“Les Miserables” – ASU Gammage
This review aired on KBAQ June 9, 2011
NEW “LES MIZ” DIVORCES ORIGINAL STAGING BUT STILL EFFECTIVE
Broadway Across America – Arizona, ASU Gammage
Yes, the 25th anniversary production of “Les Miserables,” playing this week at ASU Gammage, divorces itself from the original staging and design. Gone is the swirling turntable that kept the story moving cinematically as it told the vibrant story of Jean Valjean and his struggle to win respectability after stealing to feed a starving relative.
Now complicated scenic pieces move smoothly and swiftly to create the various locales that tell the story of the peoples French Revolution and Valjean’s transition to an honorable and dignified citizen leader. Throughout “Les Miserables,” Valjean tangles with the evil police chief Javert who vows to make Valjean pay for his crime.

# Extracted information
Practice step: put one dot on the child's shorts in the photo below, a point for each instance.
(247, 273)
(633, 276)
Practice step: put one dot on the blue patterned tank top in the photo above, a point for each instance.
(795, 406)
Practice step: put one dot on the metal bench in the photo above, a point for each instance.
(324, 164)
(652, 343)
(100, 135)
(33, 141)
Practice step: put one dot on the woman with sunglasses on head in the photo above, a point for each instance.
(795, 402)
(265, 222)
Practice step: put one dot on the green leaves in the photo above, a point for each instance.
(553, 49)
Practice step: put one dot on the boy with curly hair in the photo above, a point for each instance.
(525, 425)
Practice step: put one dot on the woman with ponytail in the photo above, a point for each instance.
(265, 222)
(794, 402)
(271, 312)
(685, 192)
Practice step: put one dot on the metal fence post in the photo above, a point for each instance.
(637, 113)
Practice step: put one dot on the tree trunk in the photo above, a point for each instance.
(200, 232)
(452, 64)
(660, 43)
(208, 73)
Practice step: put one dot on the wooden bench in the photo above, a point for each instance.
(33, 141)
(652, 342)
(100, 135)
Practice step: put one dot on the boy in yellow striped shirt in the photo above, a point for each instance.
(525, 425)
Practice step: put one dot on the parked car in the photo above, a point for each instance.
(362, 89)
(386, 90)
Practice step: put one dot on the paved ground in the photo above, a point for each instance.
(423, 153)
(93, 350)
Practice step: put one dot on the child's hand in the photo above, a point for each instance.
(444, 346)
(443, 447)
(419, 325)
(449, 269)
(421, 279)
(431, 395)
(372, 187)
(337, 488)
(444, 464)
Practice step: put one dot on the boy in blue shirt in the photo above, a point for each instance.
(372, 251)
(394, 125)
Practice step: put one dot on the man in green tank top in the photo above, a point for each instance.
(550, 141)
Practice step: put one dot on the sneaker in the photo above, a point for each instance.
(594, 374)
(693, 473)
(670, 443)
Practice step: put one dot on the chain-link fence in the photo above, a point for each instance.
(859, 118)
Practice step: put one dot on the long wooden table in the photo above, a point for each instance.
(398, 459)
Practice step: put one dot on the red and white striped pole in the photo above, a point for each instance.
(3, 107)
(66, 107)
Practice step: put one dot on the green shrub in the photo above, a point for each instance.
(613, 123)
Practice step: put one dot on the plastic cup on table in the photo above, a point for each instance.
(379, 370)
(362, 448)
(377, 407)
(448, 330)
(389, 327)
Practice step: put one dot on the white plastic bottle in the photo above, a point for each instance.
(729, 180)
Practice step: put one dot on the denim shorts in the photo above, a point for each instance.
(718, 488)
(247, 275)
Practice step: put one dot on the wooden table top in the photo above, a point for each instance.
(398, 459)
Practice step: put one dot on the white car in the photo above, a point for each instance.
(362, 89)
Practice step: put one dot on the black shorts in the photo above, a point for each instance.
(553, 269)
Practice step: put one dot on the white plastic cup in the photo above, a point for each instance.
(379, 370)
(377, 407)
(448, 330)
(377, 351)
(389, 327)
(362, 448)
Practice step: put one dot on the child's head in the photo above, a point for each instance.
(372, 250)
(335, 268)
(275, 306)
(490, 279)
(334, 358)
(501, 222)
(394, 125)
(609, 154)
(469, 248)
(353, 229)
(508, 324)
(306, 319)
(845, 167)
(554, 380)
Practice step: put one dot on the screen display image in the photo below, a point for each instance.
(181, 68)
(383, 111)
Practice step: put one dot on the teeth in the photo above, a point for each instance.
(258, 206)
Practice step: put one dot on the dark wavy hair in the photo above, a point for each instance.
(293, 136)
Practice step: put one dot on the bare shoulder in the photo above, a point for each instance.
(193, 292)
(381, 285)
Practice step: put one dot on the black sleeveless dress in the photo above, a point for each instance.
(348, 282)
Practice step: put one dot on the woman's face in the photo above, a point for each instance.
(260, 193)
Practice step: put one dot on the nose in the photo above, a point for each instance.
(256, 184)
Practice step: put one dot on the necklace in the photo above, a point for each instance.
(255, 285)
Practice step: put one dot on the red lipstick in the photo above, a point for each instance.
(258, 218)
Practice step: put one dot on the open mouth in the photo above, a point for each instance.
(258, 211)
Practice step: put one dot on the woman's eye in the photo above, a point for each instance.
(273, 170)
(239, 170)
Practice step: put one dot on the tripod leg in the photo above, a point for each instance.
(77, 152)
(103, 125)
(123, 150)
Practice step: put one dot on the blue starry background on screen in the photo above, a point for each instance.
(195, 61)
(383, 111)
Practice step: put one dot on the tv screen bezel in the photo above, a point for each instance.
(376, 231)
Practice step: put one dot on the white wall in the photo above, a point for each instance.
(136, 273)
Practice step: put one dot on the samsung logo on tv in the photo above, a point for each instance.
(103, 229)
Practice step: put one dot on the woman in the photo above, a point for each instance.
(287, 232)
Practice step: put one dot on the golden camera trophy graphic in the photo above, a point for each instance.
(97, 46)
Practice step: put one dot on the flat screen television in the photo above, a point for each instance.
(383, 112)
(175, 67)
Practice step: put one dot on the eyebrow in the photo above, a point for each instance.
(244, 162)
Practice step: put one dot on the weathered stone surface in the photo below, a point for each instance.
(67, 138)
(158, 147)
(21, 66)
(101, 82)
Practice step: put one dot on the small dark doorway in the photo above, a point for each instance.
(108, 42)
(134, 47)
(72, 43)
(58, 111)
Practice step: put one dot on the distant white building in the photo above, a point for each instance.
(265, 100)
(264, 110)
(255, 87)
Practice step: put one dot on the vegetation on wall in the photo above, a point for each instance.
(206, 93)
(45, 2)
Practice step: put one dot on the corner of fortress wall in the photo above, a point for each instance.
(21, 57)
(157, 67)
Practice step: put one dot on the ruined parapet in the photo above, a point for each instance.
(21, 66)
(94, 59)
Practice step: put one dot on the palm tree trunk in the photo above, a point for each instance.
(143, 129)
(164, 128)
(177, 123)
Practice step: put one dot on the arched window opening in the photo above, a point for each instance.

# Task prompt
Transcribe a passage of the "Les Miserables" review word for word, beginning with "Now complicated scenic" and ending after "for his crime.". The records have no role here.

# Answer space
Now complicated scenic pieces move smoothly and swiftly to create the various locales that tell the story of the peoples French Revolution and Valjean’s transition to an honorable and dignified citizen leader. Throughout “Les Miserables,” Valjean tangles with the evil police chief Javert who vows to make Valjean pay for his crime.